→ **Work instruction**: Output each record below exactly. No images go in the copy.

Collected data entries

- - -

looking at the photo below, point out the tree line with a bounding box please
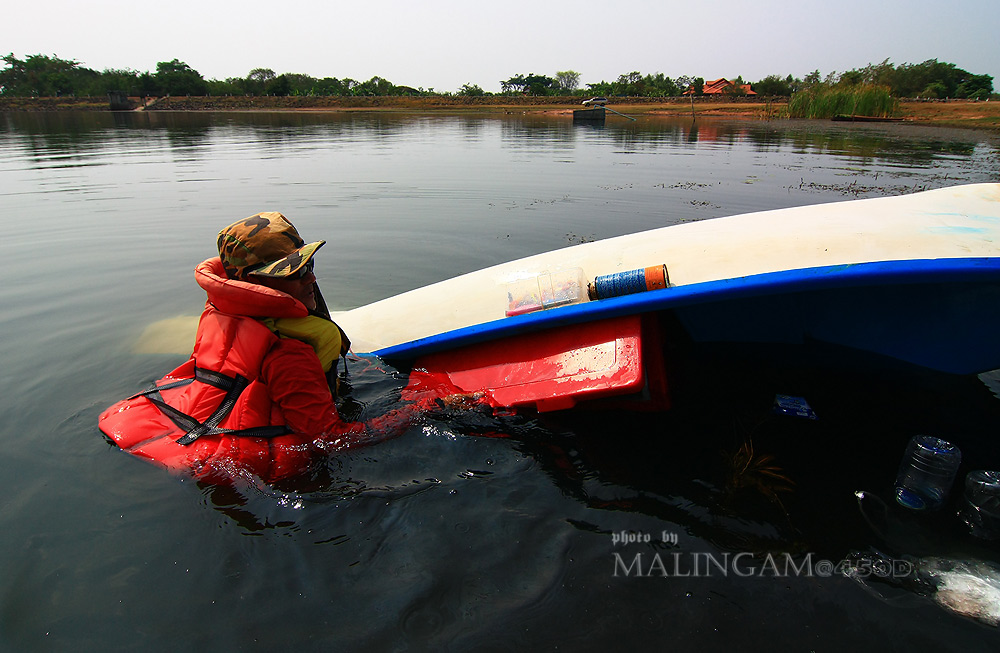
[0,54,422,98]
[0,53,993,100]
[753,59,993,100]
[502,61,992,100]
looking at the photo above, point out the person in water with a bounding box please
[99,212,432,483]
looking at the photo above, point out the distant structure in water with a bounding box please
[108,91,131,111]
[573,107,606,122]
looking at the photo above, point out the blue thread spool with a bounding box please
[591,265,668,300]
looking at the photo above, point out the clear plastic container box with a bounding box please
[506,268,585,317]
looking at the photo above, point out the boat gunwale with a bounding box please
[373,257,1000,365]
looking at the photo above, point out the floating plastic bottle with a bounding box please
[959,470,1000,540]
[894,435,962,510]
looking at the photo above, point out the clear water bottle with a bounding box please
[894,435,962,510]
[959,470,1000,540]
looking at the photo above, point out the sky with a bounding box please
[6,0,999,93]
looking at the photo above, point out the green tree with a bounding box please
[340,78,360,95]
[265,74,292,96]
[0,53,92,96]
[282,73,319,96]
[723,75,748,96]
[313,77,347,95]
[137,71,158,96]
[585,73,681,97]
[616,71,645,95]
[920,81,948,99]
[458,82,486,96]
[207,78,243,95]
[501,73,555,95]
[841,58,994,98]
[584,80,615,96]
[245,68,276,94]
[154,59,207,95]
[90,68,142,96]
[754,74,793,96]
[838,69,865,86]
[500,74,527,94]
[955,73,993,99]
[555,70,580,94]
[352,76,396,96]
[644,73,679,96]
[851,59,895,87]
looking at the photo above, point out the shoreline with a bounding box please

- - -

→ **Worked solution**:
looking at the photo below, point out the tree line with a bounding box please
[0,54,422,98]
[0,53,993,100]
[753,59,993,100]
[502,61,992,100]
looking at the photo above, point out the person in water with a bounding box please
[99,212,432,483]
looking at the photo above, point out the distant structure in water with a bounding box please
[108,91,131,111]
[573,107,606,122]
looking at the photo above, point out the blue thread spool with a bounding box please
[591,265,668,300]
looking at the photo above, point out the clear plastic container box with a bounding box please
[506,268,585,317]
looking at the photo above, point out the boat gunwale with a bounding box please
[373,257,1000,365]
looking at the photo above, point out the floating plastic bottle with a bounding box please
[959,470,1000,540]
[894,435,962,510]
looking at the photo above, point out the clear water bottle with a bounding box please
[894,435,962,510]
[959,470,1000,540]
looking at the photo above, point out the sky with a bounding box please
[6,0,999,93]
looking at the photo above, point out the green tree with a bounding box please
[340,78,360,95]
[265,74,292,96]
[0,53,92,96]
[282,73,319,96]
[723,75,748,96]
[313,77,347,95]
[137,71,158,96]
[585,73,681,97]
[616,71,645,95]
[920,81,948,99]
[458,82,486,96]
[207,78,243,95]
[501,73,555,95]
[841,58,994,98]
[584,80,615,96]
[245,68,276,94]
[154,59,207,95]
[90,68,142,96]
[754,74,793,96]
[838,69,865,86]
[500,74,527,94]
[955,73,993,99]
[555,70,580,94]
[352,76,396,96]
[644,73,679,96]
[851,59,895,87]
looking at the photo above, point out the shoreline with a bounding box please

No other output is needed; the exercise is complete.